Ecco la descrizione che ne fa lo storico Ronzon, testimone oculare e da cui è possibile comprendere la gravità della situazione e l’angoscia della popolazione:
« …Erano le dieci e mezzo della notte del 15 Settembre 1867 ed era di domenica. La gente, com’è suo costume, s’era coricata da poco e non rimanevano desti che qualche gruppo di giovanotti girovaganti per il paese cantando, o seduti in un’osteria. Quand’ecco si fa sentire la parola: fuoco! fuoco! e a quel grido suonar le campane e alzarsi pallidi, sonnecchianti, semivestiti, esterrefatti gli abitanti e chiamare aiuto e misericordia è un solo punto. Ma ormai non è più tempo di spegnere Il fuoco che, appreso non si sa come ad un fienile al principio del paese, eccitato da un forte vento che soffia da oriente a occidente, e alimentato dall’enorme quantità di legname, di cui tutte vanno coperte e in gran parte fabbricate le case, prende in breve proporzioni tremende. Invano si tende di precludere l’ulteriore progresso delle fiamme, mercè la demolizione dei tetti, chè ardenti tizzoni, portati dal vento, apprendono il fuoco saltuariamente nelle parti più aride e più elevate.
Egli è un momento di indicibile angoscia; gli abitanti disperati, seminudi, non sanno che si fare, hanno perduto il sentimento dell’ordine e del coraggio; non manca il caso di taluno che porta le masserizie nel fuoco, credendo di portarle a salvamento. E’ un via-vai, un tumulto, un urlo, un mugghiare di armenti schiusi dalle stalle, un crepitar di fiamme, un cader di tetti. Il cielo è rosso e un’ampia massa di fuoco in mezzo all’oscurità rischiara d’intorno le immobili cime dell’ Alpi.

────────────────────

### COMPITO ASSEGNATO 1
Nel racconto dell'incendio, quali aggettivi descrivono gli abitanti quando si alzano al grido «fuoco! fuoco!»? Elencali tutti.
Il racconto e i dati provengono da fonti distinte.

### DATI FORNITI
────────────────────

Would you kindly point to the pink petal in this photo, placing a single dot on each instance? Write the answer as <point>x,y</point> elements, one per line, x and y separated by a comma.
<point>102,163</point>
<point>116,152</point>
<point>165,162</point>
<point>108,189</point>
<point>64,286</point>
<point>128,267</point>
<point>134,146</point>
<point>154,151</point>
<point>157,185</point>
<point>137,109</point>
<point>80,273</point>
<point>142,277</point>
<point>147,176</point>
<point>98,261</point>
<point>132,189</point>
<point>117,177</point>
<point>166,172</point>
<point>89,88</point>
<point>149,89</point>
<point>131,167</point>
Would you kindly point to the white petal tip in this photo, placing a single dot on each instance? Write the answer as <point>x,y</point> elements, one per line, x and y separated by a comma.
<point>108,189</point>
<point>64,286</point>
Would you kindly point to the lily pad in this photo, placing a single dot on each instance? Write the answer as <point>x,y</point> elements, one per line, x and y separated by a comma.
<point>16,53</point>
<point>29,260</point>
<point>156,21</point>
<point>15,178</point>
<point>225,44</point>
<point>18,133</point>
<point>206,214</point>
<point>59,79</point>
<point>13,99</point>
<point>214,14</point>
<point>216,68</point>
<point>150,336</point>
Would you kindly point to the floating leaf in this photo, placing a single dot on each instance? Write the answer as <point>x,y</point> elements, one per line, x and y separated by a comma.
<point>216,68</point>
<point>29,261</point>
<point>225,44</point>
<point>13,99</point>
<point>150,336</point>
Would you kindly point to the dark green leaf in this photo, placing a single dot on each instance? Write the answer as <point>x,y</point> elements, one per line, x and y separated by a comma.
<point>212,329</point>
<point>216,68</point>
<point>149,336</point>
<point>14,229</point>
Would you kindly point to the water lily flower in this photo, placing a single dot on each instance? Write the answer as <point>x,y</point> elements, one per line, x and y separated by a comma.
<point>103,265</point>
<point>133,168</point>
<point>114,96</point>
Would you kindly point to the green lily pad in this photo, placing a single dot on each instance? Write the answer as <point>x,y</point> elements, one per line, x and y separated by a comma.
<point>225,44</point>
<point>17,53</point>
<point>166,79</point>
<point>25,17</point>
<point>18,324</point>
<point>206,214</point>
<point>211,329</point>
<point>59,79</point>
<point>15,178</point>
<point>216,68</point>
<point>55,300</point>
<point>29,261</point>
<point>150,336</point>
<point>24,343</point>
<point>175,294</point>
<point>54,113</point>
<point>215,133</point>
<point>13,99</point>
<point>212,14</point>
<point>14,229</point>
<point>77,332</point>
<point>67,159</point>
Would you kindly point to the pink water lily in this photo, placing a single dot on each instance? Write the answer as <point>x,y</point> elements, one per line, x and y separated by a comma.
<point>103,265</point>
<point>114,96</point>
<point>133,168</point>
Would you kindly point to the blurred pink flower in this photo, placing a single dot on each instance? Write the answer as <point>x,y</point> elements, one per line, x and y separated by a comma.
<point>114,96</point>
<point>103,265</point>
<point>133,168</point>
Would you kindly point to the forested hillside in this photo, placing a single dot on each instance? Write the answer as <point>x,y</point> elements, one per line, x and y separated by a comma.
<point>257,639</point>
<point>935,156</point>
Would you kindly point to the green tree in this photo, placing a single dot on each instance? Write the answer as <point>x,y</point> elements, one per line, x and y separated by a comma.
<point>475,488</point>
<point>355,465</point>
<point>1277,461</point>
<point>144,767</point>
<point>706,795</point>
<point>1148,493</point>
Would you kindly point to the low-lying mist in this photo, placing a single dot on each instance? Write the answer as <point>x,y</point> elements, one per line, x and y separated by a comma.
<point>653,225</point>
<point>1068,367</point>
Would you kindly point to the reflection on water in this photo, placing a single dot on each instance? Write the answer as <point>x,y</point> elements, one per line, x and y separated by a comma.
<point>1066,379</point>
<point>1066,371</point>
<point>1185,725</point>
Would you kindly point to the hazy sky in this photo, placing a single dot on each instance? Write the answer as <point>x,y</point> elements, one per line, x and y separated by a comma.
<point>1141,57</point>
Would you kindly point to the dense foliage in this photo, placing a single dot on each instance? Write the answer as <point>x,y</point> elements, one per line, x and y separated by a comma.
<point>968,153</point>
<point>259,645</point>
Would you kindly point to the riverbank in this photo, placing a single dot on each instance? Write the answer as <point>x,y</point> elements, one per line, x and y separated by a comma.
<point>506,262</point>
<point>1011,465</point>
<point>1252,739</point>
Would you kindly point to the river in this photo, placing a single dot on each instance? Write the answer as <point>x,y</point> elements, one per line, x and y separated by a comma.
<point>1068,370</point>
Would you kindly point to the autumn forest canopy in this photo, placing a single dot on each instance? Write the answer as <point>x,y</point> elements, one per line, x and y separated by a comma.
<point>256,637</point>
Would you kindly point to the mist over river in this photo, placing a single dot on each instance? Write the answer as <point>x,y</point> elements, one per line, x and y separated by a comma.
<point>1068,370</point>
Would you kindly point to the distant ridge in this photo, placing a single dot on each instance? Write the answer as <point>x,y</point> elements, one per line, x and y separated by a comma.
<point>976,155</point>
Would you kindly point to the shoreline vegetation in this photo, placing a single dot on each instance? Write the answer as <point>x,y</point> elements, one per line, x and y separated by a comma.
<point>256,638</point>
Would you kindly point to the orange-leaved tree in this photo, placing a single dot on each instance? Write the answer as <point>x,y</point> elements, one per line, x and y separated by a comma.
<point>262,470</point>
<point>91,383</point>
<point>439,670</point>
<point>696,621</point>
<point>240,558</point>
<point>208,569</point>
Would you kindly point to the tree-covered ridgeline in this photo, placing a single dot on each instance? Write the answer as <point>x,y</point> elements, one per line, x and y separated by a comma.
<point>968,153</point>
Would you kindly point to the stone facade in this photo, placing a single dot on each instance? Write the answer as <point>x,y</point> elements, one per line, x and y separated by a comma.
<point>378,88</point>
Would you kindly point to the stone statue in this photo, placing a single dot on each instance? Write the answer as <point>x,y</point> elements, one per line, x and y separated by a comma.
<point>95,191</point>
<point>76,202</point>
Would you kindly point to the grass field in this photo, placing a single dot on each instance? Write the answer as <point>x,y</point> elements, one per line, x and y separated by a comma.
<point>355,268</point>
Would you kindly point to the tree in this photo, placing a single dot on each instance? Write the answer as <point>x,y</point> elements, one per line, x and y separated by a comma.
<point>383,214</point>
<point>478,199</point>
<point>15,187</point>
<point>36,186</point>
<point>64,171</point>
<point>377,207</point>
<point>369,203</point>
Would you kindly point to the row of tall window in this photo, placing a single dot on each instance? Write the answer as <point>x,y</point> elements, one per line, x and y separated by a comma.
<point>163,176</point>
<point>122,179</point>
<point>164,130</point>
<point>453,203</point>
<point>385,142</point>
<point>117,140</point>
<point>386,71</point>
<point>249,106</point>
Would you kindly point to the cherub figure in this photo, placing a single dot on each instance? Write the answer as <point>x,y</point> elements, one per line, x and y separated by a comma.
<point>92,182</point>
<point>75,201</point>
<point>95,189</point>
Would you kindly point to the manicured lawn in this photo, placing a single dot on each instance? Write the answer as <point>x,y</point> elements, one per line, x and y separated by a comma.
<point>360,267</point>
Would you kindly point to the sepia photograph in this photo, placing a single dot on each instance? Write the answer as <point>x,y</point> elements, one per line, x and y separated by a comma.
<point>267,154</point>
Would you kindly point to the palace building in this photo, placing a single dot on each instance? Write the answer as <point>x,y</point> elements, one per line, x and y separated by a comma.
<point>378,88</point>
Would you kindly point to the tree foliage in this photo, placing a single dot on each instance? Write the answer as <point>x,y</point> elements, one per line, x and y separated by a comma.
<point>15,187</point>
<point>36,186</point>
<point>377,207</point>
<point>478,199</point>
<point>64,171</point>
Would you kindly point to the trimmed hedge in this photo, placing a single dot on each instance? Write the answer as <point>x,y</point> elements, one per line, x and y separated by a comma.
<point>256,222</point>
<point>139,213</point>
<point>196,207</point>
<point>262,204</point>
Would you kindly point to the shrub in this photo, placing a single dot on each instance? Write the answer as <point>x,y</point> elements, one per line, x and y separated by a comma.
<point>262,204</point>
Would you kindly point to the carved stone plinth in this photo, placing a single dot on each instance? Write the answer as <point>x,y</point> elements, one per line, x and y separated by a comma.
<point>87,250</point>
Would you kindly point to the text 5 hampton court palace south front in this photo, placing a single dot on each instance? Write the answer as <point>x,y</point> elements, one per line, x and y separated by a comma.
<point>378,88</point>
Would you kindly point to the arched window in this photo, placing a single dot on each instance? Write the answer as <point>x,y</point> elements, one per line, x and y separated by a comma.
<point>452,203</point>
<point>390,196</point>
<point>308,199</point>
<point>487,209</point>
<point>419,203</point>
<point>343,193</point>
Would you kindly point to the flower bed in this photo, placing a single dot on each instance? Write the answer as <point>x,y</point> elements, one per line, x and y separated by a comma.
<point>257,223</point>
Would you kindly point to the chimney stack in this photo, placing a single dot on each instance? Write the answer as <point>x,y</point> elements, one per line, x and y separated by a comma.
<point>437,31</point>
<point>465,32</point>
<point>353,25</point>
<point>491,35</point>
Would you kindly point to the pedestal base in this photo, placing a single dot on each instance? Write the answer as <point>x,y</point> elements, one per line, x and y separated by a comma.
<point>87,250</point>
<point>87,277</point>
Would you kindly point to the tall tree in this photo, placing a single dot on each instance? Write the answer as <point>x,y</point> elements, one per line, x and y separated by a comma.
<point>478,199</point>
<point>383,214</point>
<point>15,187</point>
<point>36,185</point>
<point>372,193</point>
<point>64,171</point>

────────────────────

### COMPITO ASSEGNATO 2
Trascrivi come elenco numerato il tratto dei dati che va dalla riga contenente "Would you kindly point to the green lily" alla riga contenente "<point>77,332</point>", entrambe comprese, senza righe vuote.

### SOLUZIONE 1
pallidi, sonnecchianti, semivestiti, esterrefatti

### SOLUZIONE 2
1. Would you kindly point to the green lily pad in this photo, placing a single dot on each instance? Write the answer as <point>x,y</point> elements, one per line, x and y separated by a comma.
2. <point>225,44</point>
3. <point>17,53</point>
4. <point>166,79</point>
5. <point>25,17</point>
6. <point>18,324</point>
7. <point>206,214</point>
8. <point>211,329</point>
9. <point>59,79</point>
10. <point>15,178</point>
11. <point>216,68</point>
12. <point>55,300</point>
13. <point>29,261</point>
14. <point>150,336</point>
15. <point>24,343</point>
16. <point>175,294</point>
17. <point>54,113</point>
18. <point>215,133</point>
19. <point>13,99</point>
20. <point>212,14</point>
21. <point>14,229</point>
22. <point>77,332</point>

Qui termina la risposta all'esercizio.